Extract:
☆ ☆ ☆

The average age of volunteers at this food pantry was 89. Then the pandemic arrived.

Advertisement

This story is part of “One Year In,” a series documenting the ways that the COVID-19 pandemic has changed the lives of Jews around the world.

(JTA) — For years, Andrea Kopel’s Mondays included working with more than a dozen volunteers, all older women living on the Upper West Side of Manhattan, to distribute food to hungry New Yorkers.

Then came COVID-19, and more New Yorkers than ever struggled to pay for food — but the volunteers disappeared. Not only were they following public health guidance for anyone who could to stay home, but they were especially susceptible to the risks of the coronavirus.

“The women who sat at the registration table were an average age of 89 — and that’s average,” Kopel said.

Kopel is the executive director of the New York chapter of the National Council of Jewish Women, which has run a food pantry, delivering three to four days’ worth of food to hungry families every Monday since the 1980s, when the Reagan administration cut back nutrition programs for the poor.

☆ ☆ ☆

What this task involves: Copy out the part of the food pantry article that begins with the words containing "(JTA) — For" and ends with "of the coronavirus.", changing "Upper West Side" to "Lower East Side". The listing has nothing to do with this work.

☆ ☆ ☆

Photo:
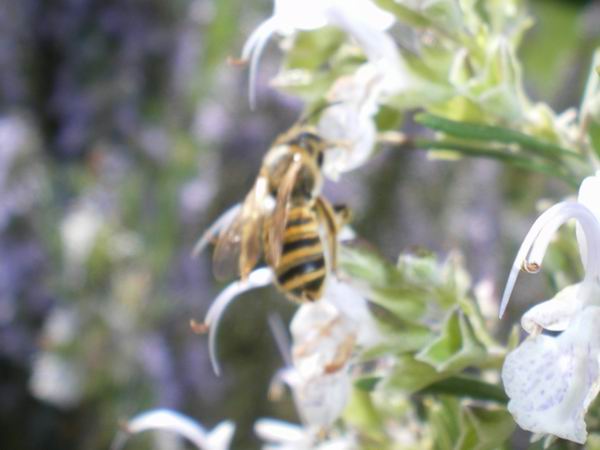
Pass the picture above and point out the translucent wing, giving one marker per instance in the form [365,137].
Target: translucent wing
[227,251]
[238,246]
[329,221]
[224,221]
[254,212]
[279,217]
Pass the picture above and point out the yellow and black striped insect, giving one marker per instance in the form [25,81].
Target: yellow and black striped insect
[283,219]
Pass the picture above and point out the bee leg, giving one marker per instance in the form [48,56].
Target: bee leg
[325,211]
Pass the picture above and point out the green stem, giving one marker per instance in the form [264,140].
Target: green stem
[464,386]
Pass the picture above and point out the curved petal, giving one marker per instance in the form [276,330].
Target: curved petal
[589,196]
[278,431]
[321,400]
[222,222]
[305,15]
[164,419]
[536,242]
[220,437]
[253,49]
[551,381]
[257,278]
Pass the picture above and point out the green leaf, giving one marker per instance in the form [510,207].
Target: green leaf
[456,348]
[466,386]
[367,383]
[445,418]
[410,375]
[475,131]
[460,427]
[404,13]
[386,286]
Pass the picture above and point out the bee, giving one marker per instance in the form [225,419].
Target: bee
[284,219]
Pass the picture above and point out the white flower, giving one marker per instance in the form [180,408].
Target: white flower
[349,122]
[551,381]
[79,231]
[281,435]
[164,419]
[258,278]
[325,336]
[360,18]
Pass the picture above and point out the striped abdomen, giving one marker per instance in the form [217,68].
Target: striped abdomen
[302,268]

☆ ☆ ☆

Solution:
(JTA) — For years, Andrea Kopel’s Mondays included working with more than a dozen volunteers, all older women living on the Lower East Side of Manhattan, to distribute food to hungry New Yorkers.

Then came COVID-19, and more New Yorkers than ever struggled to pay for food — but the volunteers disappeared. Not only were they following public health guidance for anyone who could to stay home, but they were especially susceptible to the risks of the coronavirus.